Only the lines from the top of the following listing through the line with "indicate the green lens" belong in your answer, exactly as written.

> **Given data**
=== Section Start ===
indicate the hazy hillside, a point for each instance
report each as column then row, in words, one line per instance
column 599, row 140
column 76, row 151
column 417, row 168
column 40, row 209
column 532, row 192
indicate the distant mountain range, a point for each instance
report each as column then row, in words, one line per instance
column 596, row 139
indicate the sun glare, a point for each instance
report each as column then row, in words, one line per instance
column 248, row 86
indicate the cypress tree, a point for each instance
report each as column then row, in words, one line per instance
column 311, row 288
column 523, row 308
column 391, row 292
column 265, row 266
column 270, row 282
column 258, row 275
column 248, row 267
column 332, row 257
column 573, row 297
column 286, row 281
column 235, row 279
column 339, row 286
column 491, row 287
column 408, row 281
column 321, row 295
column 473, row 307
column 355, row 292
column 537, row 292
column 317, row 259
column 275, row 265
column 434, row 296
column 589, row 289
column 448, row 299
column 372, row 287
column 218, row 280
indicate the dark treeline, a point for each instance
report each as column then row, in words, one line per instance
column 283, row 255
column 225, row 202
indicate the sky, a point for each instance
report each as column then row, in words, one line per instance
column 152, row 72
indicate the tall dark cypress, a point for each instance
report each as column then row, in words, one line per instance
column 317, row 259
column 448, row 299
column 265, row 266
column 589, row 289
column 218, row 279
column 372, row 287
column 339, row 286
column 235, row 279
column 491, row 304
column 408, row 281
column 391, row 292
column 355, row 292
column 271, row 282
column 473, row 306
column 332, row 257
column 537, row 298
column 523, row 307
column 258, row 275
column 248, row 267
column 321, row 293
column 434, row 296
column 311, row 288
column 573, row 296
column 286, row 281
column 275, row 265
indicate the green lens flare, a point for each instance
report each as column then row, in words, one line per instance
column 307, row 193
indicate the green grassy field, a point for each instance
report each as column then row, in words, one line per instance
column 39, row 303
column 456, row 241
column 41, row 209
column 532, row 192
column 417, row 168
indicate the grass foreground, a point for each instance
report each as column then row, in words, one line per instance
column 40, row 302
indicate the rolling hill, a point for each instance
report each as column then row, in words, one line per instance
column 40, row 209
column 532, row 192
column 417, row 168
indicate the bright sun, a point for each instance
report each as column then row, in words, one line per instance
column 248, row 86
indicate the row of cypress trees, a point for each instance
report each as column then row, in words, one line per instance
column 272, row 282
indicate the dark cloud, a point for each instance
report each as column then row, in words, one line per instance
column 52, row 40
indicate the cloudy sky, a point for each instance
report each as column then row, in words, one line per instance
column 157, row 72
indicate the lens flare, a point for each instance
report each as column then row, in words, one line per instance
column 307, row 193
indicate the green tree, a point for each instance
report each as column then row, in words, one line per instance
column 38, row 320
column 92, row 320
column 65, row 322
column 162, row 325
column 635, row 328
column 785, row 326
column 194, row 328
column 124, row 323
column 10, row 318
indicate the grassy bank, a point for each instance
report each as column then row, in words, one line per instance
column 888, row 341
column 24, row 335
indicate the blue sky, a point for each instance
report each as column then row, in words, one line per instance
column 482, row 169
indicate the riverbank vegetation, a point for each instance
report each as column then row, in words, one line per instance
=== Section End ===
> **Output of the task**
indicate the hazy hillside, a point for each instance
report each as column then row, in words, one line per instance
column 599, row 140
column 76, row 151
column 417, row 168
column 40, row 209
column 532, row 192
indicate the distant mountain range, a point for each instance
report each as column then row, in words, one line per instance
column 596, row 139
indicate the sun glare, a point for each instance
report each as column then row, in words, one line per instance
column 248, row 86
indicate the cypress tree, a point for each instance
report each as column then row, in words, one line per instance
column 311, row 288
column 523, row 308
column 391, row 292
column 265, row 266
column 270, row 282
column 258, row 275
column 248, row 267
column 332, row 257
column 573, row 297
column 286, row 281
column 235, row 279
column 339, row 286
column 491, row 287
column 408, row 281
column 321, row 295
column 473, row 307
column 355, row 292
column 537, row 292
column 317, row 259
column 275, row 265
column 434, row 296
column 589, row 289
column 448, row 299
column 372, row 287
column 218, row 280
indicate the dark treeline, a point for each instance
report each as column then row, in words, one line per instance
column 283, row 255
column 225, row 202
indicate the sky, a point for each instance
report each as column then row, in words, one line per instance
column 152, row 72
indicate the tall dark cypress, a point for each instance
report each as column then row, in words, one line per instance
column 317, row 259
column 448, row 299
column 265, row 266
column 589, row 289
column 218, row 279
column 372, row 287
column 339, row 286
column 235, row 279
column 491, row 304
column 408, row 281
column 391, row 292
column 355, row 292
column 271, row 282
column 473, row 306
column 332, row 257
column 537, row 298
column 523, row 307
column 258, row 275
column 248, row 267
column 321, row 293
column 434, row 296
column 311, row 288
column 573, row 296
column 286, row 281
column 275, row 265
indicate the green lens flare, a point for each instance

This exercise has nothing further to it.